(Collected data entries)
—————
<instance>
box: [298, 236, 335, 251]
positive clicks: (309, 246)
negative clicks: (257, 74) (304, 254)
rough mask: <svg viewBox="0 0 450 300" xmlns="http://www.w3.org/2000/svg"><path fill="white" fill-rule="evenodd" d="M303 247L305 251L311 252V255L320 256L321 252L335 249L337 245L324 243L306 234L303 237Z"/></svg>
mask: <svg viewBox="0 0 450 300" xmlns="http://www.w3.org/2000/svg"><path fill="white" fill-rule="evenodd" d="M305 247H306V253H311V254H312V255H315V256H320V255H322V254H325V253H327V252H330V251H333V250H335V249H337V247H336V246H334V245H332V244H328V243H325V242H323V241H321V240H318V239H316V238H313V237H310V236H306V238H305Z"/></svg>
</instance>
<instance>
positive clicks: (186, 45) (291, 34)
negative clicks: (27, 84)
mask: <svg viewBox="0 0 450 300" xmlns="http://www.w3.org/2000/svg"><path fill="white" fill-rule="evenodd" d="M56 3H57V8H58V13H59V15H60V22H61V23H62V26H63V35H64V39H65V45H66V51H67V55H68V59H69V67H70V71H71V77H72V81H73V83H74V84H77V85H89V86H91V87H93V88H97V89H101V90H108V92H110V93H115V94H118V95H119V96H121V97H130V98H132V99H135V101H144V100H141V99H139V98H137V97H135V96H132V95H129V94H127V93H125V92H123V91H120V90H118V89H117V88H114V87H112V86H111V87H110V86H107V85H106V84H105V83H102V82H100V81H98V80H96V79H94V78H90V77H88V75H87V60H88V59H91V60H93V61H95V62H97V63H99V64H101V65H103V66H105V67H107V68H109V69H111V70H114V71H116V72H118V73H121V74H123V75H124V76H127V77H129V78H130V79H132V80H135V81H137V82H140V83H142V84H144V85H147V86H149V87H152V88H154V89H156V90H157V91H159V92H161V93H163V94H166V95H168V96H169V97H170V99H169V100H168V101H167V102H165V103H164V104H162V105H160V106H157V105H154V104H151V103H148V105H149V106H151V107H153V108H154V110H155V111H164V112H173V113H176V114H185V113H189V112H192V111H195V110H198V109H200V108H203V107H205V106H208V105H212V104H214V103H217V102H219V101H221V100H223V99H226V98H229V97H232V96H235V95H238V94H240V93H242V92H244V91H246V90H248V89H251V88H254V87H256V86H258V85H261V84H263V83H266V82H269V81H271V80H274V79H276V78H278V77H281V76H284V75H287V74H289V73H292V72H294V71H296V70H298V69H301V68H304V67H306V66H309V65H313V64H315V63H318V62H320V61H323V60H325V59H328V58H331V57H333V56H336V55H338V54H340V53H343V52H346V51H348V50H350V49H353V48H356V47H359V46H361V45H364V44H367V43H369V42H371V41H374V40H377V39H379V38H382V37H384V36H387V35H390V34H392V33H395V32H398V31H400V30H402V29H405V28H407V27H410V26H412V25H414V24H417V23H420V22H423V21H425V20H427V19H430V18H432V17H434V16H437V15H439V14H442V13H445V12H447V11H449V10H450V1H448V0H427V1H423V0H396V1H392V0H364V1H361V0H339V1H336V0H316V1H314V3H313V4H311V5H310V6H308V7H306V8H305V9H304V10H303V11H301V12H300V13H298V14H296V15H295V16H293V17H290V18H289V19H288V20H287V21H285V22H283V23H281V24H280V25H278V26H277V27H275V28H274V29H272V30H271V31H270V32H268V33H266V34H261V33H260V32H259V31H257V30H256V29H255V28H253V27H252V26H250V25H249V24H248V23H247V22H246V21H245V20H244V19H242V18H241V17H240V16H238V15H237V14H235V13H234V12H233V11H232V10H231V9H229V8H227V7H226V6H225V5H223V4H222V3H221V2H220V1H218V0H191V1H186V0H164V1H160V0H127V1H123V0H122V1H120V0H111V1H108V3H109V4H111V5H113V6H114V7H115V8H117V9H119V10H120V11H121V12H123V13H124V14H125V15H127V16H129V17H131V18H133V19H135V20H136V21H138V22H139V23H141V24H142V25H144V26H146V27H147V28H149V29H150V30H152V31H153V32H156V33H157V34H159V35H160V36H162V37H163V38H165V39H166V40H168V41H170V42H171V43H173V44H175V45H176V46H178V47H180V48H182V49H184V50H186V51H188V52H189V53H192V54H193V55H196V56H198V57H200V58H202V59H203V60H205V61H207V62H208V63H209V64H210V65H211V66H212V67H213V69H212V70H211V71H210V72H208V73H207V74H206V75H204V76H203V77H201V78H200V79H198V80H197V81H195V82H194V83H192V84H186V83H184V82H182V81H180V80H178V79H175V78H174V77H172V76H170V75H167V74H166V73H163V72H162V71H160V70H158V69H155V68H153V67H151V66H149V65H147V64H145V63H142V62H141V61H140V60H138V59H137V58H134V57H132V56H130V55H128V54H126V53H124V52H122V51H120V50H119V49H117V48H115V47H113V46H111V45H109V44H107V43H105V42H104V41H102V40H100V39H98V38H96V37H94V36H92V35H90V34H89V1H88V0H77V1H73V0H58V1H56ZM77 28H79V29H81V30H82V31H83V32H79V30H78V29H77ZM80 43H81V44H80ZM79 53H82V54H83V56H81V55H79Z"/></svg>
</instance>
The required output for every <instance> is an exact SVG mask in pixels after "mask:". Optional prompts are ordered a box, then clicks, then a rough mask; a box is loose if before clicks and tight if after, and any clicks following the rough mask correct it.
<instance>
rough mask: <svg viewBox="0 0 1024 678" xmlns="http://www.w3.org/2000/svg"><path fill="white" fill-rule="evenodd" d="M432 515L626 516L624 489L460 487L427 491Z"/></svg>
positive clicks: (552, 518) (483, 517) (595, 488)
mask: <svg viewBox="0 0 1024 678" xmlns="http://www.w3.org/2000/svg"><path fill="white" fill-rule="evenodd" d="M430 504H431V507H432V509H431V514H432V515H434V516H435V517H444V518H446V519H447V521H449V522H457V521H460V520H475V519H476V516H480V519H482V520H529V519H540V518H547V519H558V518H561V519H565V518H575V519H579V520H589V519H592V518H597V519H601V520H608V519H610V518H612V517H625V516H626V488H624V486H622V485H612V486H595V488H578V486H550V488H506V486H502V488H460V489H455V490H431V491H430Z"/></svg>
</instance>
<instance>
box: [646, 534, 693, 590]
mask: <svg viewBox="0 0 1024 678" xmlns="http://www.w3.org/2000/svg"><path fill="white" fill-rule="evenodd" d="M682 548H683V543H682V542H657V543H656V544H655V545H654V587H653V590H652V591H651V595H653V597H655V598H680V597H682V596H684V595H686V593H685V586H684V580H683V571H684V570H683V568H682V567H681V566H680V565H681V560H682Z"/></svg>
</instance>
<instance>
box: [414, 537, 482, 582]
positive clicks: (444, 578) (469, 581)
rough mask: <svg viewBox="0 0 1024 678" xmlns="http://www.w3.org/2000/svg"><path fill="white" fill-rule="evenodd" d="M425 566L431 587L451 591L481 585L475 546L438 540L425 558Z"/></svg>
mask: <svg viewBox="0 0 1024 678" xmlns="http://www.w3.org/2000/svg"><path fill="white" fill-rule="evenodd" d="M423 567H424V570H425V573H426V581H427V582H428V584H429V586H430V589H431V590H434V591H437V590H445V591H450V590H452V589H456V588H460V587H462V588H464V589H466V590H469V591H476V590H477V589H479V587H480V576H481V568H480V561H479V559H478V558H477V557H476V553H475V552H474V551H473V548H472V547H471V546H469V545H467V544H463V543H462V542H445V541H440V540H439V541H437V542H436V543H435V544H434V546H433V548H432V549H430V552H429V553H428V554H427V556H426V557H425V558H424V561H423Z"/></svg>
—————
▸ Problem
Look through the entries above and quote exactly the lines from the line with "247L305 251L311 252V255L320" to the line with "positive clicks: (186, 45) (291, 34)", counting both of those lines.

▸ Expected answer
rough mask: <svg viewBox="0 0 450 300" xmlns="http://www.w3.org/2000/svg"><path fill="white" fill-rule="evenodd" d="M303 247L305 251L311 252V255L320 256L321 252L335 249L337 245L324 243L306 234L303 237Z"/></svg>
mask: <svg viewBox="0 0 450 300" xmlns="http://www.w3.org/2000/svg"><path fill="white" fill-rule="evenodd" d="M305 247H306V253H311V254H312V255H315V256H320V255H322V254H325V253H327V252H330V251H333V250H335V249H337V247H336V246H334V245H332V244H328V243H325V242H323V241H321V240H318V239H316V238H313V237H310V236H306V238H305Z"/></svg>
</instance>
<instance>
positive clicks: (186, 45) (291, 34)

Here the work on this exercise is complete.